Stored data:
..............................
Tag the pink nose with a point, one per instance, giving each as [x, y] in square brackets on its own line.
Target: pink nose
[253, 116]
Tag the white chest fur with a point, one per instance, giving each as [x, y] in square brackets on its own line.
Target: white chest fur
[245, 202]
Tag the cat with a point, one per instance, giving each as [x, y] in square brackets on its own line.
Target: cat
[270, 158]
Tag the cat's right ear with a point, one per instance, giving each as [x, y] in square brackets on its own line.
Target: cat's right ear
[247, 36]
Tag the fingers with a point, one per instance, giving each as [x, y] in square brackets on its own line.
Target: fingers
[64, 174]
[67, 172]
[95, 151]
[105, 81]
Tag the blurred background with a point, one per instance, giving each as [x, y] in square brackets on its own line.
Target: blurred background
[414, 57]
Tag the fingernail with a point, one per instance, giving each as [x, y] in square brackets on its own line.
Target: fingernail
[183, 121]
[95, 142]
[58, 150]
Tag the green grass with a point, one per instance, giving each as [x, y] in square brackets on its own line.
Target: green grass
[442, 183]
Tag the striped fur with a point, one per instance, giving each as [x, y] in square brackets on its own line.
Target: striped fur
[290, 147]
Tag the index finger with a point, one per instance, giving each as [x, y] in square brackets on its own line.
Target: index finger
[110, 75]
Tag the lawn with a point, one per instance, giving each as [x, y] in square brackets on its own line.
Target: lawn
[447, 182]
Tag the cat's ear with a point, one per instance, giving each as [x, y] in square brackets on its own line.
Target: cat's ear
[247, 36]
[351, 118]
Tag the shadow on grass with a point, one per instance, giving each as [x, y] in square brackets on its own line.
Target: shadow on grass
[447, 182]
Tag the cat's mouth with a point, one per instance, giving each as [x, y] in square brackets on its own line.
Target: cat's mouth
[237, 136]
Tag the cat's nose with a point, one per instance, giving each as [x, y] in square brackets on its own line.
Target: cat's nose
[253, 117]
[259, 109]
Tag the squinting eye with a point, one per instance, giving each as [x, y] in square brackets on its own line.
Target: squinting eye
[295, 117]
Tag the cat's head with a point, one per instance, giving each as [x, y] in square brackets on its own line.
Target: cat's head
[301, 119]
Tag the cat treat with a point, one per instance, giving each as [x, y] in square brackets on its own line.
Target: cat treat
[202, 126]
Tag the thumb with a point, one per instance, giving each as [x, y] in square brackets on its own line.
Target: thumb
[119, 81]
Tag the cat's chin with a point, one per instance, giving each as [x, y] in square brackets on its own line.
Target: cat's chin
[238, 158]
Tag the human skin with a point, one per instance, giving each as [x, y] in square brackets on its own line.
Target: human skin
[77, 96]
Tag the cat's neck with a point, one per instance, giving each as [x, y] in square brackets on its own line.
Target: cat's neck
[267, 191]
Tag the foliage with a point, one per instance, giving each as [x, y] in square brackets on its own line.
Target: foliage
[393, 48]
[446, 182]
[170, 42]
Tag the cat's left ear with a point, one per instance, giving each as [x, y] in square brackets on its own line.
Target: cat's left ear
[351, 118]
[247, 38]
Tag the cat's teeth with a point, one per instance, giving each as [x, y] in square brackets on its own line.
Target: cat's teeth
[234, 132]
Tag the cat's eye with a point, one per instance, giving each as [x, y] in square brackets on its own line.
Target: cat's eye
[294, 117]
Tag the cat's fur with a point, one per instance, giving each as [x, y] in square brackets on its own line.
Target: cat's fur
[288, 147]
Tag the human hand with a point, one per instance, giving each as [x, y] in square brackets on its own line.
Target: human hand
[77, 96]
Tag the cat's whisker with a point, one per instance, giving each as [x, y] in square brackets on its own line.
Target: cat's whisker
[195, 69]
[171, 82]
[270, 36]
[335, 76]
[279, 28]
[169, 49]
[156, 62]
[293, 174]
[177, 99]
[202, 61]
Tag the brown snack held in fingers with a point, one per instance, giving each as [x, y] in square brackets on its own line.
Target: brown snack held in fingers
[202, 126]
..............................
### Problem to solve
Each line from the one holding "Tag the cat's fur" to the end of the data above goes into the answer exactly as written, and no other line does.

### Solution below
Tag the cat's fur with a point, one per instance, giving each as [x, y] in square brackets on its own line.
Target: cat's fur
[288, 147]
Tag the human hand with a point, one per instance, giving each as [x, y] in square brackets on its own line.
Target: human hand
[77, 96]
Tag the cat's whisker with a point, one per instance, giving each as [x, y] in square brackets on its own line.
Target: cat's whisker
[195, 69]
[171, 82]
[270, 36]
[335, 76]
[279, 28]
[169, 49]
[156, 62]
[293, 174]
[177, 99]
[202, 61]
Tag the brown snack held in fingers with a point, one per instance, giving each as [x, y] in square brackets on its own line.
Target: brown snack held in fingers
[202, 126]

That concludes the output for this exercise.